● **Task details**
Return the listing in full and exactly, but without a single picture.

● **Data records**
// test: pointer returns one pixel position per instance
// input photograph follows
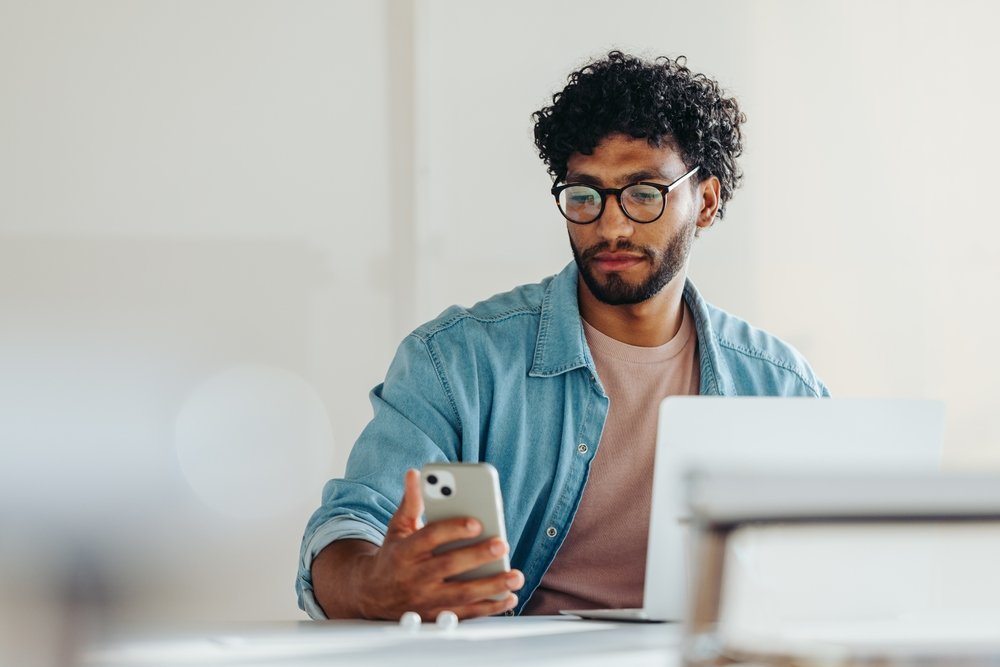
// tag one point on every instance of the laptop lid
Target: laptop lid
(772, 435)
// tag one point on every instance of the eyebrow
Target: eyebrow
(634, 177)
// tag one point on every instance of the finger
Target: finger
(454, 594)
(476, 609)
(461, 560)
(407, 520)
(438, 533)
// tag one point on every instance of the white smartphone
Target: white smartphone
(453, 490)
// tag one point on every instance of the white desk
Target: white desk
(482, 642)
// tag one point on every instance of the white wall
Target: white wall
(192, 188)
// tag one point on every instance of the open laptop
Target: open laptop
(767, 435)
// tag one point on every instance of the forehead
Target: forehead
(619, 156)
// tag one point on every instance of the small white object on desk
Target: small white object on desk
(447, 620)
(410, 620)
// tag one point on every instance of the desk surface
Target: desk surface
(482, 642)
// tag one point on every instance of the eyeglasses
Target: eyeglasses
(642, 202)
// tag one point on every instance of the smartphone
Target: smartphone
(466, 489)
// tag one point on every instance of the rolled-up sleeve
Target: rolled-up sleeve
(415, 422)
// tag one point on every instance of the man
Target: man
(557, 384)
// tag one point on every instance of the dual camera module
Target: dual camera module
(439, 484)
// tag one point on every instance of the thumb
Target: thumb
(407, 519)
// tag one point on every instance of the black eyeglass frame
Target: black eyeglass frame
(617, 192)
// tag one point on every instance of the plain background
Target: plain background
(208, 206)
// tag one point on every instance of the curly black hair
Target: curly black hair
(662, 101)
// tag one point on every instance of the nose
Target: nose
(613, 223)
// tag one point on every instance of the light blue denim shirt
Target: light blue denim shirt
(511, 381)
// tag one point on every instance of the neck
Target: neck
(648, 324)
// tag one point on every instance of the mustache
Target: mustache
(619, 245)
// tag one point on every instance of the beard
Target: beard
(667, 263)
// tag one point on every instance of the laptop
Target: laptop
(766, 435)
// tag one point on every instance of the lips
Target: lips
(610, 262)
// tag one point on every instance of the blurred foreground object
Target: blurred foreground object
(845, 570)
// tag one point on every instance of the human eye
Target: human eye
(644, 195)
(581, 196)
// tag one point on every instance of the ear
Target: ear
(708, 195)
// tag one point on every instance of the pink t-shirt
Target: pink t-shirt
(602, 562)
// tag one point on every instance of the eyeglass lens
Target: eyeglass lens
(582, 203)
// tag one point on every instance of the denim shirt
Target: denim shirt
(511, 381)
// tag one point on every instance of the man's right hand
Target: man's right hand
(353, 578)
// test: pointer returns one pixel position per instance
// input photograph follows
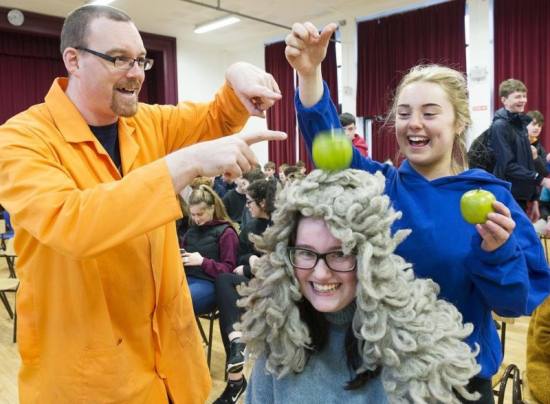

● **Solution to the problem**
// test: pointer returns one pixel position per instance
// input photograph follows
// tag one point on every instance of the laptop lid
Target: laptop lid
(772, 435)
// tag one point on every instance of the eyebrow
Target: eyebrow
(634, 177)
// tag one point on every instance of the finger
Target: finger
(454, 594)
(476, 609)
(461, 560)
(407, 520)
(438, 533)
// tag one point on every instance of the white smartphone
Target: white smartphone
(453, 490)
// tag one point on every instance of the white desk
Target: white desk
(482, 642)
// tag one point on every instance of the white wall
Target: white wall
(192, 188)
// tag one point on every instance of the open laptop
Target: open laptop
(767, 435)
// tag one point on every instance of the forehead
Target: forehead
(619, 156)
// tag one point on every instance of the small white object on desk
Target: small white object on desk
(447, 620)
(410, 620)
// tag one point on every instance of the desk surface
Target: desk surface
(482, 642)
// tag one point on every instance of the eyeglasses
Target: eyeglasses
(642, 202)
// tag one point on every instance of the smartphone
Target: smartphone
(466, 489)
// tag one point on every instance of the rolled-up sleeve
Target: rolled-up sleeve
(415, 422)
// tag one point on every instance of the man
Target: man
(557, 384)
// tag one point on every instance of the dual camera module
Target: dual camera module
(439, 484)
// tag one point on every instance of the thumb
Target: thumb
(407, 519)
// tag one point on every instance of the black eyeglass frame
Target: black eyeglass frame
(617, 192)
// tag one point on every instance of the plain background
Target: plain background
(208, 206)
// tag one point on every instance of the curly black hair
Target: curly black hair
(662, 101)
// tag one point on every instance of the nose
Target: nose
(613, 223)
// tag one point on every instance of the light blue denim shirt
Target: light blue denim shirt
(511, 381)
// tag one point on every instance of the neck
Target: neck
(648, 324)
// tag one point on every instance of the mustache
Target: mustache
(619, 245)
// tag one point on every instance of the beard
Target: beard
(667, 263)
// tag one point on every instance of the laptop
Target: laptop
(766, 435)
// tag one point on every instance of the lips
Target: lips
(610, 262)
// tag one point on every instance of the blurred foreground object
Target: blurred foreground object
(845, 570)
// tag one point on every instance of the human eye
Target: human eye
(644, 195)
(581, 196)
// tag one point on every instance of the ear
Target: ear
(708, 195)
// tag one point on every instance of the pink t-shirt
Target: pink t-shirt
(602, 562)
// tag one point on every instance of the eyeglass lens
Target: eyeglass lens
(582, 203)
// tag one point on every instance of the denim shirt
Target: denim shirt
(511, 381)
// tag one point on every instance of the man's right hand
Target: man's right hand
(353, 578)
// test: pointer returns one pixel position per instance
// input photograph follows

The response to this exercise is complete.